Leaving out the images, reproduce every line of the data that follows exactly.

* * *

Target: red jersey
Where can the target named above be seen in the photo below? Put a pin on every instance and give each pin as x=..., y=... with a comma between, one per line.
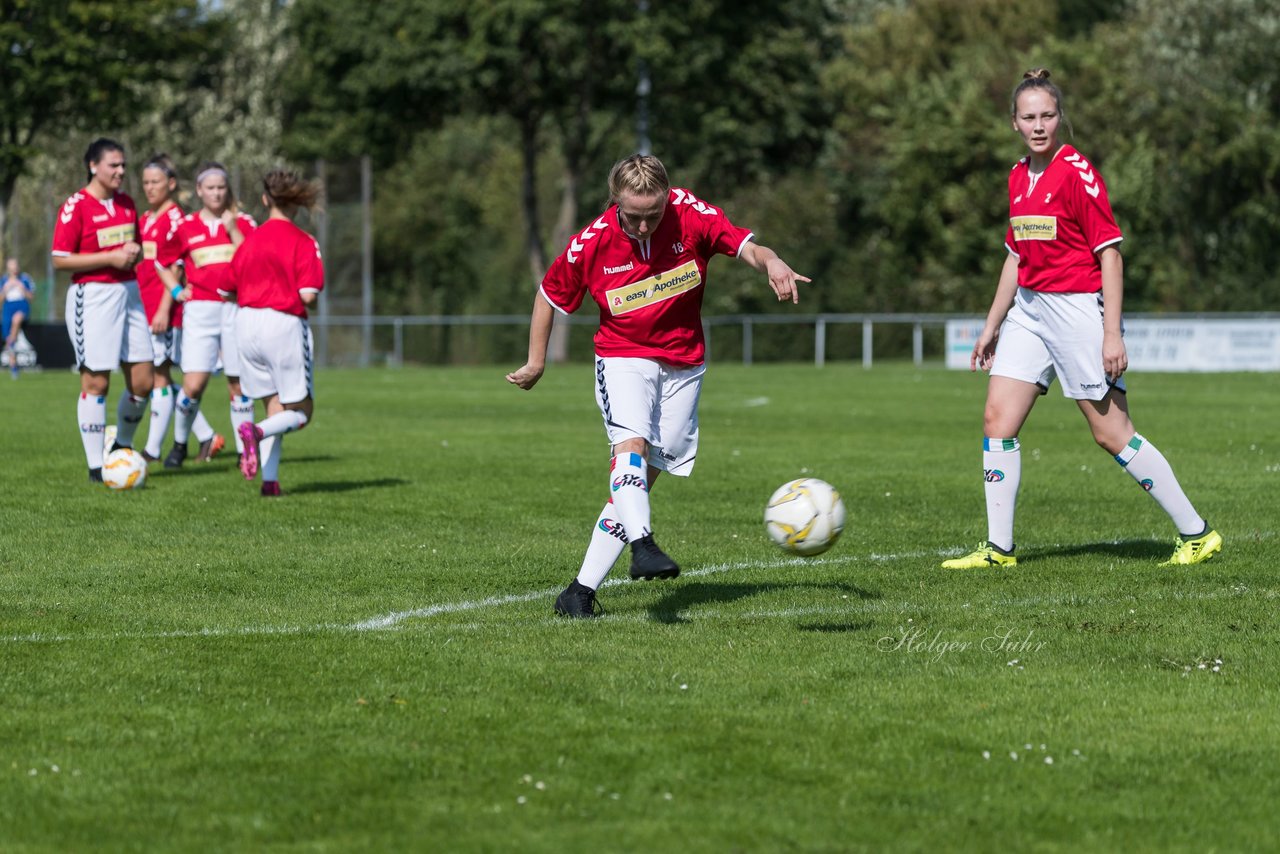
x=277, y=265
x=159, y=247
x=649, y=292
x=206, y=251
x=1057, y=224
x=87, y=224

* * *

◆ **ANSWER BOX**
Target: red jersey
Where can the target named above be seen in the photo below? Put a pin on every instance and give each pin as x=..., y=... with a comma between, one per line.
x=277, y=265
x=159, y=247
x=649, y=292
x=206, y=251
x=1057, y=224
x=87, y=224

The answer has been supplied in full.